Duplicate the part of the baseball essay that opens with the words containing "When it comes" and closes with "been left gaping.".

» **Quoted text**
---

BASEBALL AND ZEN'S KIDS
by Ming Zhen Zhakya

A few years ago when Steven Tyler of Aerosmith sang the national anthem at the opening of the Indianapolis 500, he replaced the usual ending with a crowd pleasing "And the home of the Indianapolis Five Hundred!" When he sang the anthem for the opening game of the 2004 World Series I listened closely to hear what he'd sing this time; and maybe it was just my imagination, but I swear he sang, "And the home of the Braves."

Tyler is from Boston so it's entirely possible that as a child he was a Braves' fan. That's Boston Braves.... not Milwaukee Braves and not Atlanta Braves. I've got nothing against Milwaukee or Atlanta or Los Angeles, either. But when I hear Dodgers I think Brooklyn, too.

Of course it's just business... a franchise... professional stuff. We know what happened. In the old days cities were compact and transportation was public. The big stadiums had little parking lots, and when people bought cars and had no place to park them near their inner-city houses much less their inner city baseball stadiums, they moved to the suburbs. And when the games began to be televised, nobody wanted to have the "Live Theater" experience badly enough to take the train or bus. Thousands sat at home and watched a game being played in an empty stadium. It didn't look good, and the players must have felt like actors on a closed movie set. So the franchises moved to cities that had stadiums with ample parking space. It was just business.

And in the same way, inner-city churches and synagogues that used to have schools, sports' teams, and social clubs were unattended, deconsecrated, and sold; and that was just business, too.

When it comes to sports and religion, that stubborn recollection of the way things used to be is not some form of inane regression or pointless sentimentality. No, the nostalgia is warranted. We have had a generation's worth of disruption of what used to be a natural and dependable growth process. Gaps have been left gaping.

The two pairs, "baseball heroes and our home team" and "revered clerics and our neighborhood church" stabilized us in ways we are only now beginning to appreciate.

A great ball player fulfills a true, heroic role when he inspires us to be better human beings. It is not a lesson that is learned in a week or a season. We gain the poise that comes with a tempered adjustment to defeat or victory, to slumps or streaks, and, when our power fades, to the back-seat coaching job or the trading-down process. Over time, the game's grand clichés conform our steps to an accommodating cadence. We still find ourselves confronting adversity with a gentle shrug: "You win some. You lose some. And some get rained out." The Prajna Paramita couldn't have said it better.

---

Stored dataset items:
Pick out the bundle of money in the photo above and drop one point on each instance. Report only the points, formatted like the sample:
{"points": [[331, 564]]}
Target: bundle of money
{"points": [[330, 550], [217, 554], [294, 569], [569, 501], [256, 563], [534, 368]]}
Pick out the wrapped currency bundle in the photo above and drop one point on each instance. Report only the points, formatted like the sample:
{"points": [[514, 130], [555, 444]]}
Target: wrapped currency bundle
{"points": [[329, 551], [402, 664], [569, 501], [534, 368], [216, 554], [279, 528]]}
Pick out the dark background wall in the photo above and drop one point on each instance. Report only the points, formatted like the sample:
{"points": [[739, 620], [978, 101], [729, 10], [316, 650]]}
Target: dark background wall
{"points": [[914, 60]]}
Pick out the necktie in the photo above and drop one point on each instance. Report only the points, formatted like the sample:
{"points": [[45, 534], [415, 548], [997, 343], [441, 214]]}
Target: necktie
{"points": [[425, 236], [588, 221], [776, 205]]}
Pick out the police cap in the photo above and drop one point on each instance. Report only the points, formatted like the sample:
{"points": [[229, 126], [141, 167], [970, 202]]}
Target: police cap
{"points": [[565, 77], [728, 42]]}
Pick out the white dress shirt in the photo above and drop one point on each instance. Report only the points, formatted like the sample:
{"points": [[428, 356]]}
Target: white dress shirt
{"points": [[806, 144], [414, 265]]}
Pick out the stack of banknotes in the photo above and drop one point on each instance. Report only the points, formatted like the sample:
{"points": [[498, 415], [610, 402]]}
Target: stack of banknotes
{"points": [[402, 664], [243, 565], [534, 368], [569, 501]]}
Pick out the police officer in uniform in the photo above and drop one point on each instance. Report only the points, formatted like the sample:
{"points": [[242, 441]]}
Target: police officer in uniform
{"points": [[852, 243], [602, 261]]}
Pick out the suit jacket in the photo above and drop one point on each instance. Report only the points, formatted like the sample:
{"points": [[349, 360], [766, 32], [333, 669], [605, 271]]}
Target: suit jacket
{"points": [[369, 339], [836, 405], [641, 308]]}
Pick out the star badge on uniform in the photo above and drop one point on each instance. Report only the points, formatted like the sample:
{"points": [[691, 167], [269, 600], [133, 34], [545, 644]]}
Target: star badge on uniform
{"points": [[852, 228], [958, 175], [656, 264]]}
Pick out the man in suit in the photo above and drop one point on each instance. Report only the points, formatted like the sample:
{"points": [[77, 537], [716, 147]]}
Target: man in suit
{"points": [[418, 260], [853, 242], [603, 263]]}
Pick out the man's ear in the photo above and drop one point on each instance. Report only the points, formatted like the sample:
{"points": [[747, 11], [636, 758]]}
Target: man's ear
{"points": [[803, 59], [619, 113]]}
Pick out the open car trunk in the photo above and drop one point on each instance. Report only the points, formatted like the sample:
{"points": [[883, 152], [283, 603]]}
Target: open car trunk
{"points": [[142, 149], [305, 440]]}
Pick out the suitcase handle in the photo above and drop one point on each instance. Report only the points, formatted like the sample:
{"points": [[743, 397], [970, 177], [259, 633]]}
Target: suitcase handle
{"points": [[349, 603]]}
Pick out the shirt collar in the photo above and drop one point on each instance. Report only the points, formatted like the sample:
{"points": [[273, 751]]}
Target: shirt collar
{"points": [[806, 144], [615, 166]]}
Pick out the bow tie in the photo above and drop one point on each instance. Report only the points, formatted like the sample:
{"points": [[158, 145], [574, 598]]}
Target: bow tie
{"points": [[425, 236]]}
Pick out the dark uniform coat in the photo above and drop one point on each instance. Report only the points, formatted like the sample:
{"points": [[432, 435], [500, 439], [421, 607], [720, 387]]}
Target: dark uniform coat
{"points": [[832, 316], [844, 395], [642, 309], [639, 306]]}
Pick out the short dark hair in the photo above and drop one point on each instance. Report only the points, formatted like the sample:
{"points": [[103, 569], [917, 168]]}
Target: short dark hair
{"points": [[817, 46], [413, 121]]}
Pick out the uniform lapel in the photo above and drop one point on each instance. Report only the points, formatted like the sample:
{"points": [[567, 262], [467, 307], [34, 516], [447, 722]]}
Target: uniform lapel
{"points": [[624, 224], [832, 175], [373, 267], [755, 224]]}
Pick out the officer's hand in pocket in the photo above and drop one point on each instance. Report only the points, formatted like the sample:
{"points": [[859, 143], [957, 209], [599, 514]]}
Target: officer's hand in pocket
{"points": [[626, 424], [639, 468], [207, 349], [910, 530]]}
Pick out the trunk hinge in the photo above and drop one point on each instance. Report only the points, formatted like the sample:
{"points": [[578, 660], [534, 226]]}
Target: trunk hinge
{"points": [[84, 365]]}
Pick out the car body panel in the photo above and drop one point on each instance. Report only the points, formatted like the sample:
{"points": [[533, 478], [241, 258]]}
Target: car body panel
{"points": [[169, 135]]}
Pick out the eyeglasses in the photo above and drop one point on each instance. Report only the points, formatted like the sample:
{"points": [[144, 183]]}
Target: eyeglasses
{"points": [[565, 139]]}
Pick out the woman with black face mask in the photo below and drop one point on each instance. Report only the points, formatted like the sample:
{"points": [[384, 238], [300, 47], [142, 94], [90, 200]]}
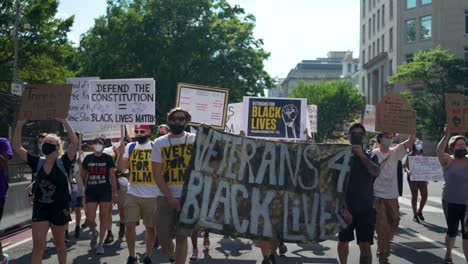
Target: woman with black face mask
{"points": [[51, 190], [454, 194]]}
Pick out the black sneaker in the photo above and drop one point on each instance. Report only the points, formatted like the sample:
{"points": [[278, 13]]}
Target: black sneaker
{"points": [[77, 232], [421, 217], [109, 238], [132, 260], [147, 260]]}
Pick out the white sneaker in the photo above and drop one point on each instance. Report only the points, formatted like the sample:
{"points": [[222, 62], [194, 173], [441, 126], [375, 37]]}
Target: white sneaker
{"points": [[99, 249]]}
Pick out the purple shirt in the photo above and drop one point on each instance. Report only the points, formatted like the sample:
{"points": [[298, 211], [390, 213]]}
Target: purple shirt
{"points": [[5, 149]]}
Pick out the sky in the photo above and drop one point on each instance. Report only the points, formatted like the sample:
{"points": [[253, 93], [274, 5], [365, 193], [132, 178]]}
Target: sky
{"points": [[292, 30]]}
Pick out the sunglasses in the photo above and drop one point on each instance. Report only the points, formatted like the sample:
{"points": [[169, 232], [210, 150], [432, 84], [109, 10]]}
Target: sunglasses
{"points": [[177, 118], [142, 131]]}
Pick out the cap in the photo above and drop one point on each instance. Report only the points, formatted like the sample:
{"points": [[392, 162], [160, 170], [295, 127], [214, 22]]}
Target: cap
{"points": [[99, 140], [146, 127], [453, 139]]}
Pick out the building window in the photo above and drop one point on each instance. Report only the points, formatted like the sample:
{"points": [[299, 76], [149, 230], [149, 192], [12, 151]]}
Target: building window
{"points": [[383, 43], [410, 4], [391, 9], [383, 15], [426, 27], [411, 30], [409, 58], [426, 2]]}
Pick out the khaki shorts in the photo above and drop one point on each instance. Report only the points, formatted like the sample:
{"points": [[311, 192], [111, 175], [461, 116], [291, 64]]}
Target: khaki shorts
{"points": [[137, 208], [166, 221]]}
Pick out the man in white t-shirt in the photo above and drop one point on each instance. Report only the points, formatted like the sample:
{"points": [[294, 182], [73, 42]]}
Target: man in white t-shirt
{"points": [[386, 191], [142, 190], [170, 158]]}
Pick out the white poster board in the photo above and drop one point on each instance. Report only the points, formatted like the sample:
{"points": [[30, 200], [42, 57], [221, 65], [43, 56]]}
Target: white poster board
{"points": [[312, 124], [368, 121], [206, 105], [234, 119], [122, 101], [79, 115], [425, 168]]}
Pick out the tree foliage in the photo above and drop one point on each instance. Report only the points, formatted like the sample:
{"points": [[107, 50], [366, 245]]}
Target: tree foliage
{"points": [[338, 105], [45, 53], [436, 72], [205, 42]]}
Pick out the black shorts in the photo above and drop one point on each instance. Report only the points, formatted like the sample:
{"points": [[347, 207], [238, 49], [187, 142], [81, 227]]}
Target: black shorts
{"points": [[364, 224], [51, 215], [454, 214], [98, 196]]}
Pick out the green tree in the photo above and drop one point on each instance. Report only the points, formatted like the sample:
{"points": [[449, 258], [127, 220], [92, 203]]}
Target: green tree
{"points": [[338, 105], [205, 42], [45, 53], [435, 72]]}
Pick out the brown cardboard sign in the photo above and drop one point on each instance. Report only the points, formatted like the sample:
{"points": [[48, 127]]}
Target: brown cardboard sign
{"points": [[456, 108], [45, 101], [395, 115]]}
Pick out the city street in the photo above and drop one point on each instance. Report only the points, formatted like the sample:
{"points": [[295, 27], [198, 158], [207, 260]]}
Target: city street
{"points": [[414, 243]]}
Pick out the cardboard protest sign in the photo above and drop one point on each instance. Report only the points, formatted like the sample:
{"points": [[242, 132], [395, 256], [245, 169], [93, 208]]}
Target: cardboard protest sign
{"points": [[253, 188], [234, 119], [456, 108], [425, 168], [312, 118], [122, 101], [78, 114], [368, 121], [45, 101], [205, 104], [395, 114], [280, 118]]}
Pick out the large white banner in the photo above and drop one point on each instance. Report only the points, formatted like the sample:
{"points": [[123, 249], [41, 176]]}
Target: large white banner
{"points": [[369, 118], [425, 169], [234, 119], [79, 115], [312, 124], [207, 105], [122, 101]]}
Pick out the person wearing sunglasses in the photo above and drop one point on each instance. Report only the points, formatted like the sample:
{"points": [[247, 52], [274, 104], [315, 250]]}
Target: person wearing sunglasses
{"points": [[170, 159], [142, 191]]}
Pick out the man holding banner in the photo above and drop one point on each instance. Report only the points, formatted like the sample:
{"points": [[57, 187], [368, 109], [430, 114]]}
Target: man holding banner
{"points": [[170, 159], [142, 190]]}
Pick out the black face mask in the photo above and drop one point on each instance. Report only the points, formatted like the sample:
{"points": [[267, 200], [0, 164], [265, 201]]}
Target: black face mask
{"points": [[460, 153], [141, 139], [48, 148], [176, 129]]}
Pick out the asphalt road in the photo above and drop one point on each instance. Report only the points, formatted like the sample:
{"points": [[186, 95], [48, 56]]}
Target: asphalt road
{"points": [[414, 243]]}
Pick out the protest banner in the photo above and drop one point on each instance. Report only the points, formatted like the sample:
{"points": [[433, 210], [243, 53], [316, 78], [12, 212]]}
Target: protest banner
{"points": [[234, 119], [368, 121], [258, 189], [122, 101], [45, 101], [275, 118], [395, 115], [425, 168], [205, 104], [312, 118], [456, 108], [78, 114]]}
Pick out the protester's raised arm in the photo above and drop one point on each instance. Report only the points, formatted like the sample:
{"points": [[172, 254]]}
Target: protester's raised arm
{"points": [[17, 142]]}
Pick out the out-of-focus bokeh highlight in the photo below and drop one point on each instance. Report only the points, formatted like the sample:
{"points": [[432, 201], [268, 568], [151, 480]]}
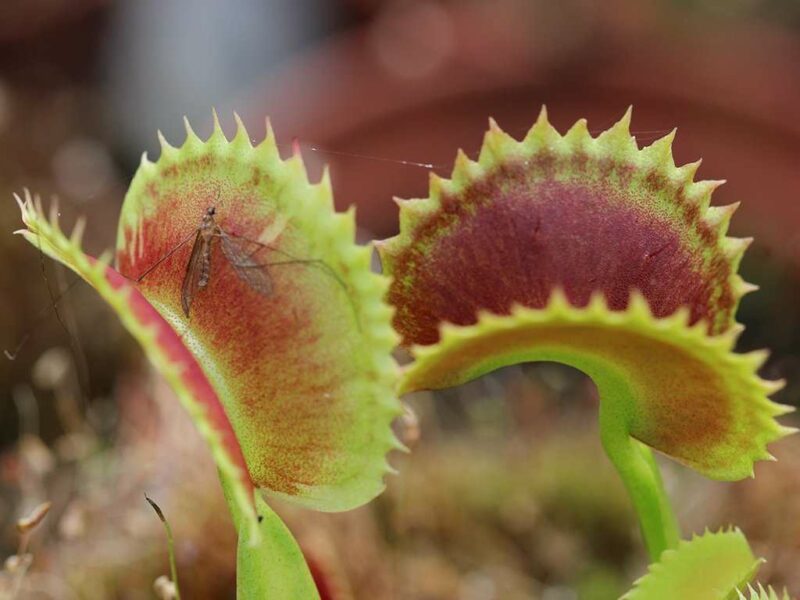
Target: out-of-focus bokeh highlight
{"points": [[507, 494]]}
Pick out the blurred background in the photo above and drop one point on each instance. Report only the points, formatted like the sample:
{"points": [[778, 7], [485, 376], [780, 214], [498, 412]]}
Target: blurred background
{"points": [[507, 494]]}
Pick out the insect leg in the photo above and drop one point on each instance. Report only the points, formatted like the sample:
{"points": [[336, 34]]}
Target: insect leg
{"points": [[152, 267]]}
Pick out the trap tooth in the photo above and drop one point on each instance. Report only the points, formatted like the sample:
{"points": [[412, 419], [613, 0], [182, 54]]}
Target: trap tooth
{"points": [[76, 237], [192, 140], [23, 204], [578, 135], [734, 248], [719, 217], [542, 134], [55, 213], [167, 150], [618, 137], [267, 150], [463, 169], [241, 138], [756, 358], [437, 185], [145, 164], [411, 211], [325, 184], [659, 153], [687, 172], [217, 135], [497, 145], [700, 192]]}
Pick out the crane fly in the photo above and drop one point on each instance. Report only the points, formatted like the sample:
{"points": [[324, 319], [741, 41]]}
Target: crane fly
{"points": [[236, 251], [198, 270]]}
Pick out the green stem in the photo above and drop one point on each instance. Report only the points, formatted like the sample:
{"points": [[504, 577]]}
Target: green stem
{"points": [[640, 474], [272, 567]]}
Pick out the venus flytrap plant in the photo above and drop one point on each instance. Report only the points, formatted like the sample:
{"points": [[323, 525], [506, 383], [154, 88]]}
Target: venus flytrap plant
{"points": [[294, 392], [608, 258], [581, 250]]}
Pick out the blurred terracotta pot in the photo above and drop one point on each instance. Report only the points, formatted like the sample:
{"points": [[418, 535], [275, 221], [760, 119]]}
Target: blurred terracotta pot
{"points": [[421, 79]]}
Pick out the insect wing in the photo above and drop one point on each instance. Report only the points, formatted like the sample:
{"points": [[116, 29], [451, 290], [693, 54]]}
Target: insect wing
{"points": [[247, 268], [191, 280]]}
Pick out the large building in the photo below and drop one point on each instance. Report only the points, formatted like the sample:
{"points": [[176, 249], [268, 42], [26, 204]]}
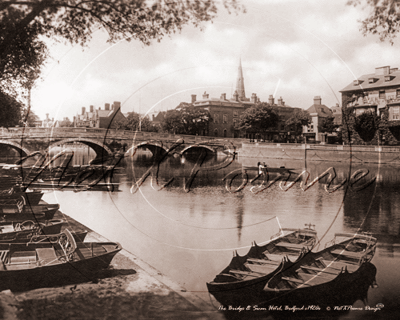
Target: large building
{"points": [[379, 93], [98, 118], [225, 113], [318, 112]]}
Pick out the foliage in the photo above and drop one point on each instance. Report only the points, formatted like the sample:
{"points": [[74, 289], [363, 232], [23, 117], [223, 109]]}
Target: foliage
{"points": [[366, 125], [137, 123], [29, 118], [328, 125], [10, 110], [186, 119], [258, 119], [298, 119], [383, 20], [24, 23]]}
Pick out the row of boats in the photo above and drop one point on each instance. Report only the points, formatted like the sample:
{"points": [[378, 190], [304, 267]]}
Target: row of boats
{"points": [[37, 250], [287, 271]]}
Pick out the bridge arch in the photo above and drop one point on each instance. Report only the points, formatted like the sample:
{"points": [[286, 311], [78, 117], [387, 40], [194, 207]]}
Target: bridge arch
{"points": [[102, 151], [192, 152], [16, 146], [156, 148]]}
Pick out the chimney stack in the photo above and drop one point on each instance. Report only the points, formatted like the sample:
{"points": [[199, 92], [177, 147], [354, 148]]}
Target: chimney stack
{"points": [[271, 100], [236, 96], [317, 100]]}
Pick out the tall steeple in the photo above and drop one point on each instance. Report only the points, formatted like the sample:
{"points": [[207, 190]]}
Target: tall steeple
{"points": [[240, 82]]}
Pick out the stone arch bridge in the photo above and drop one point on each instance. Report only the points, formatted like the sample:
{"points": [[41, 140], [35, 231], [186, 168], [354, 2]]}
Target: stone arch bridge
{"points": [[104, 142]]}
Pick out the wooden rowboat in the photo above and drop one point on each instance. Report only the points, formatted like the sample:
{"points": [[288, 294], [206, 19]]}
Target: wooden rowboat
{"points": [[23, 231], [316, 278], [239, 277], [20, 212], [44, 264]]}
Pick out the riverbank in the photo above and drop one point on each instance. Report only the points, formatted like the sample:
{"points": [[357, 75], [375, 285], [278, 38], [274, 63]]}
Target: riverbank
{"points": [[128, 289], [316, 152]]}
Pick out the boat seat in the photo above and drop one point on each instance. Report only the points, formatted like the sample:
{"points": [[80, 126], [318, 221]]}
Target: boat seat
{"points": [[46, 255], [248, 273], [3, 255], [292, 246], [20, 257], [263, 261], [325, 270], [295, 280], [349, 254]]}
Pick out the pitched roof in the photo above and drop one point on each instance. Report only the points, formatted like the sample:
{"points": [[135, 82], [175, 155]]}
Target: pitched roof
{"points": [[322, 110], [374, 81]]}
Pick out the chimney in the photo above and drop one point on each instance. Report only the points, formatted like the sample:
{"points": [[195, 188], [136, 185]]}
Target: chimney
{"points": [[382, 70], [116, 105], [317, 100], [236, 96], [271, 99]]}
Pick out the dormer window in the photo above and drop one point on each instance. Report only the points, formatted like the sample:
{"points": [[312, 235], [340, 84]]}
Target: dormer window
{"points": [[388, 78]]}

---

» **Exercise result**
When it comes to sports and religion, that stubborn recollection of the way things used to be is not some form of inane regression or pointless sentimentality. No, the nostalgia is warranted. We have had a generation's worth of disruption of what used to be a natural and dependable growth process. Gaps have been left gaping.